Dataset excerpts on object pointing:
• • • •
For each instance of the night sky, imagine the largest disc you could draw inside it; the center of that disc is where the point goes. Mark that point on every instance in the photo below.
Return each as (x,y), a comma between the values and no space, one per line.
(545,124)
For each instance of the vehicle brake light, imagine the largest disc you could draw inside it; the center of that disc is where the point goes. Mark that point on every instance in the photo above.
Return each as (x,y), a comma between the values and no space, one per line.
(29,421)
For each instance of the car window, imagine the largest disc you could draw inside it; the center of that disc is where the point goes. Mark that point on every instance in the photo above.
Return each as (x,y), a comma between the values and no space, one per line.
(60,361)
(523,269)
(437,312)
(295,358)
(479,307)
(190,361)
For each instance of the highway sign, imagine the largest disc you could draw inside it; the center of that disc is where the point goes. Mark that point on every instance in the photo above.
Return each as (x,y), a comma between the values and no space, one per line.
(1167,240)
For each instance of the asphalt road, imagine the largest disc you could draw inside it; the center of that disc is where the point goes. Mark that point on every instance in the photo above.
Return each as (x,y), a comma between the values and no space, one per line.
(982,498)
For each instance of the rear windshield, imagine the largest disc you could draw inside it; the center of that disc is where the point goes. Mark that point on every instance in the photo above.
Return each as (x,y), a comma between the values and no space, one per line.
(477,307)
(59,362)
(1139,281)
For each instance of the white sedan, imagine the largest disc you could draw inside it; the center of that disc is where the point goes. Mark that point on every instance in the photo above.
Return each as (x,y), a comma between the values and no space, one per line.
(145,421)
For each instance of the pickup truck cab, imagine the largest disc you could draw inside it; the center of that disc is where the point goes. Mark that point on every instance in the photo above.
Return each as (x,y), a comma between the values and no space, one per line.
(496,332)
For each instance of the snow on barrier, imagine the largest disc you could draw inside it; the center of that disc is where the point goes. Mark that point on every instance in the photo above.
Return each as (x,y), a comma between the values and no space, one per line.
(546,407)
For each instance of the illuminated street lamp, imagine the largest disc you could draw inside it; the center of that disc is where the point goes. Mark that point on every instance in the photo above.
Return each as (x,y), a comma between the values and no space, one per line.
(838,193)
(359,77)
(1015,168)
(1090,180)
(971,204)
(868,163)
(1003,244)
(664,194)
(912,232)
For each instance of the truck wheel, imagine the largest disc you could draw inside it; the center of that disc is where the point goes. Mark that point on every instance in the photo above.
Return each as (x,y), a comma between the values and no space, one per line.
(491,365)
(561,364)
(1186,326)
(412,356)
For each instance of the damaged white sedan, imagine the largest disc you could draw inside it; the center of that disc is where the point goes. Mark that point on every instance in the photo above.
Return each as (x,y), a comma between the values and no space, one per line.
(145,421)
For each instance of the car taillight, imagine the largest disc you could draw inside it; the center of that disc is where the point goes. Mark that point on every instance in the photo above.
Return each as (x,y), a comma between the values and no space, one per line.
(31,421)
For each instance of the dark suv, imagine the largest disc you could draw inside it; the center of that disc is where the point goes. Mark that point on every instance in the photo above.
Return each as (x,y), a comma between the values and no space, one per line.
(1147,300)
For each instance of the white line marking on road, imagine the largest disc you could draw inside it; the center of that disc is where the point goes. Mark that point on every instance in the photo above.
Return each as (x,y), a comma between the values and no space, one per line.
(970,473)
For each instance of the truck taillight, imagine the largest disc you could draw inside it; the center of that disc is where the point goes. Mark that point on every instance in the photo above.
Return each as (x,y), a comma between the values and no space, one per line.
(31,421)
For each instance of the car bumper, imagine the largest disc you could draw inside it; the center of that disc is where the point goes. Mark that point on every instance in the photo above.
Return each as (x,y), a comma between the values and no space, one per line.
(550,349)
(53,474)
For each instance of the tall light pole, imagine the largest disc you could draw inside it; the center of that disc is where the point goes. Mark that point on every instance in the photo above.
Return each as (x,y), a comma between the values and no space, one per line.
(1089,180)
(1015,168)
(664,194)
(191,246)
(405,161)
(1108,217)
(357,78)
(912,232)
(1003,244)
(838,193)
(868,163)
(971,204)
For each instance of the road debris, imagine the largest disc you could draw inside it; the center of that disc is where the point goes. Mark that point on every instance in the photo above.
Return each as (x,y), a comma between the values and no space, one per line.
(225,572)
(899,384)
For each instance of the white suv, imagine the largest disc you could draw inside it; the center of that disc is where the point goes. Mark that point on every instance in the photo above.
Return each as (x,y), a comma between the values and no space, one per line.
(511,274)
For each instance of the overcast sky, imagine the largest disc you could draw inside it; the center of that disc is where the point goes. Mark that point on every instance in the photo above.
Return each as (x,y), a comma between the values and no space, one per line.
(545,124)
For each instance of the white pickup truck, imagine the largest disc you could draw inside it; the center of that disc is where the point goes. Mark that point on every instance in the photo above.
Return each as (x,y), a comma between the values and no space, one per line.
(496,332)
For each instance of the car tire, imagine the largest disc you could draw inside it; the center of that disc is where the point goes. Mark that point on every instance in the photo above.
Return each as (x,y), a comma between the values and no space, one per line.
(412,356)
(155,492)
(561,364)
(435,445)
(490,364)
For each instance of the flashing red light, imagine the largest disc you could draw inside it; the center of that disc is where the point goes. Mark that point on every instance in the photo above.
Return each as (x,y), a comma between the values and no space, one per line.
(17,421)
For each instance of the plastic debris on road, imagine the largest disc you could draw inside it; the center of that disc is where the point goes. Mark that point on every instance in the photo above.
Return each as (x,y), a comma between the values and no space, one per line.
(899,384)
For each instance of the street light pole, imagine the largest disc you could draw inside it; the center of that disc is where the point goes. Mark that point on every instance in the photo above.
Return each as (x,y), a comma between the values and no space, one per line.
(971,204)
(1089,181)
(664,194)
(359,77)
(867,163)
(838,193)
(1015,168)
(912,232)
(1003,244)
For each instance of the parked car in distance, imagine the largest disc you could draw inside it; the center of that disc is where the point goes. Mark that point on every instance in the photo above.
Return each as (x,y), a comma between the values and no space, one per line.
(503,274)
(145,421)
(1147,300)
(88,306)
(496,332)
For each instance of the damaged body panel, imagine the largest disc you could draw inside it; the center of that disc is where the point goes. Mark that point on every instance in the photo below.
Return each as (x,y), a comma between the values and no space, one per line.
• • • •
STATED PROBLEM:
Exact output of every entry is required.

TASK OUTPUT:
For each instance of the night sky, imagine the largest disc you could draw inside it; the center of that disc is where the point goes. Mark that point on every instance in the photo below.
Return each as (x,y), a comma between the values and no space, one per line.
(545,124)
For each instance of the vehicle brake light, imagine the largest disc you could draw inside it; the center of that disc is where the point goes. Mark that point on every instance in the photo above.
Return each as (x,y), a comma between the values and no space, one per line.
(29,421)
For each instance of the car window, imagine the largest disc you could draw inside it; the center of that disc is where the point goes. Mark that point on every instance in the photo above.
Return each as (x,y), a comma between the values and no space, one per line.
(60,361)
(523,269)
(437,312)
(295,358)
(479,307)
(190,361)
For each instance of the highway sign, imagine the largest disc you could draw inside it; the center of that disc is where the point goes. Mark that point on every instance in the photo above.
Return each as (x,y), a comma between the values and no space, one per line.
(1167,240)
For each instance of the asphalt road, imagine the largest disc you could draw inside it; the center of that disc is where the point goes. Mark that point on every instance in the photo above.
Return each as (x,y), a comma between the values and no space, one per line.
(982,498)
For each instance of the rear windshield, imagine the largest disc you could draw inside it; the center of that disc is where the point goes. Mark that point on every instance in the photo above.
Return each as (x,y), a comma between the values and no space, one per line.
(477,307)
(59,362)
(1139,281)
For each instance of the white sedan, imagine the largest disc you could draw inside it; the center of that disc is where the point goes. Mark that point on every instance in the photo above.
Return each as (x,y), a comma between the values and no space, one per line.
(145,421)
For each instance of the pickup truck cab, imagine the largest disc you could draw inside it; the center of that disc is where the point goes. Mark that point on every instance in the photo above.
Return each as (x,y), a comma between the values and no space, one per line.
(496,332)
For each instance of the snow on barrier, imagine the largest disc you could draw inside it; the center of that disc is where the point goes. Mark that point on every instance in the photo above.
Return each as (x,y), a comma between the values and no space, one per line.
(546,407)
For each instance of the illuminated street lamp, imagine the largest disc you could draw inside it; the center of that disc is where the point goes. Mark that point on every instance in the photo above.
Return each as (x,y), a comma between the values and no space, one per line.
(838,193)
(359,77)
(1015,168)
(1090,180)
(971,204)
(868,163)
(1003,244)
(664,194)
(912,232)
For each instance of the truck wheel, imagine the largest disc you could draw inside it; the center of that disc is where the point goes. Mark that point on every instance in the photo above.
Return each as (x,y), a comma between the values and no space, one per line.
(491,365)
(561,364)
(1186,326)
(412,356)
For each instance of the damaged white sedan, imagine the largest disc you could draw inside it; the center of that disc is where the point goes. Mark that point on every instance in the photo above.
Return each as (x,y), a comma between the values and no space, one per line.
(145,421)
For each instance of the car taillight, imagine the largest disc you could draw inside it; the center of that disc is where the point goes. Mark that point on every instance in the photo above.
Return each as (x,y), a comma between the values and no space, one per line.
(31,421)
For each instance of the dark suv, imagine the largest disc you could draw inside it; the center of that disc is where the point goes. Mark that point on every instance in the photo above.
Return each as (x,y), a comma between the values and no space, one per line.
(1147,300)
For each instance of the white line marking on road, imagine the largest disc you could draw inside it; the center of that disc is where the point goes. Mark that point on every instance in the photo above.
Return each as (x,y), a comma between the values and no space, one per line.
(970,473)
For each instance of the truck taillight, imagine the largest disc you could draw inside it; the center of that disc is where the point goes. Mark that point on every instance in the photo above.
Return each as (x,y), a comma between the values and no space, one per line.
(31,421)
For each instance of the car bumper, imagine the largest disc you could draw inside it; the center of that disc is where the point goes. Mark that point on every instance in the photo above.
Return each as (x,y), a comma between the values and no space, one per line.
(550,349)
(53,474)
For each instance of the tall light pole, imagine the largest disc you could draw inside it; the center of that disc is where the point goes. Mark that point on every instance in the photo above.
Return each as (x,y), a comma between the values and no space, one per line.
(1089,180)
(1015,168)
(664,194)
(191,246)
(405,161)
(1108,217)
(357,78)
(912,232)
(1003,244)
(838,193)
(868,163)
(971,204)
For each instance of the road debris, imagine the largest disc you could draw inside it; the center of that disc is where the point goes. Mark that point on every instance in the photo above.
Return each as (x,y), a comma between the values and no space, one per line.
(225,572)
(899,384)
For each instance of the white suv, imagine the largest disc you could draw inside it; the center of that disc is where the point goes. Mark that point on every instance in the photo above.
Return each as (x,y), a comma between the values and no space, one per line.
(511,274)
For each instance of the overcast sky, imagine the largest disc you could draw inside it; the center of that disc is where the point goes. Mark that point on every instance in the photo above.
Return each as (x,y), a comma between the values and no space, one per line.
(545,124)
For each instance of the white pickup truck, imagine the largest disc you could draw inside it; the center of that disc is where the point goes. Mark that point on every instance in the photo above.
Return each as (x,y), a comma between the values and no space, one per line.
(496,332)
For each instance of the car tire, imagine the largest disc you could draw inside it; the center of that disc is where the point goes. Mark that point on every instance in the photo above.
Return each as (x,y), a comma between the values and no space, one per line.
(412,356)
(155,492)
(561,364)
(435,445)
(490,364)
For each instance of the flashing red light, imagine the largest disc you could draw inside it; the center of that disc is where the point goes. Mark that point on every instance in the photo above.
Return each as (x,y), a comma between the values and no space, one per line.
(17,421)
For each instance of the plastic debris on road, imagine the largest disc you could draw inside it; the center of that disc is where the point goes. Mark that point on every instance in the photo above.
Return each as (x,y), a comma between the values and no space, one per line.
(899,384)
For each instance of the street light pole, imagine the largest disc you could draw inside it; the center of that disc is where the point goes. Mark that point on every instance in the photo above.
Return each as (x,y), a comma between the values and no space, one per line.
(971,204)
(1089,181)
(664,194)
(359,77)
(867,163)
(838,193)
(1015,168)
(912,232)
(1003,244)
For each instance of the parked car in distance, imagine the largest disc you could draw inside it; the center of that disc is where the point goes. Mark that point on every instance in the photo above.
Return each as (x,y), a comma between the values and no space, one per line.
(503,274)
(145,421)
(1147,300)
(88,306)
(496,332)
For each instance of the damaged body panel, imagine the largest disc you could draw inside it; the center of that disc is where the point goes. Mark that point on every instance in the photo below.
Return each as (x,y), a comma between the values and no space, one per line.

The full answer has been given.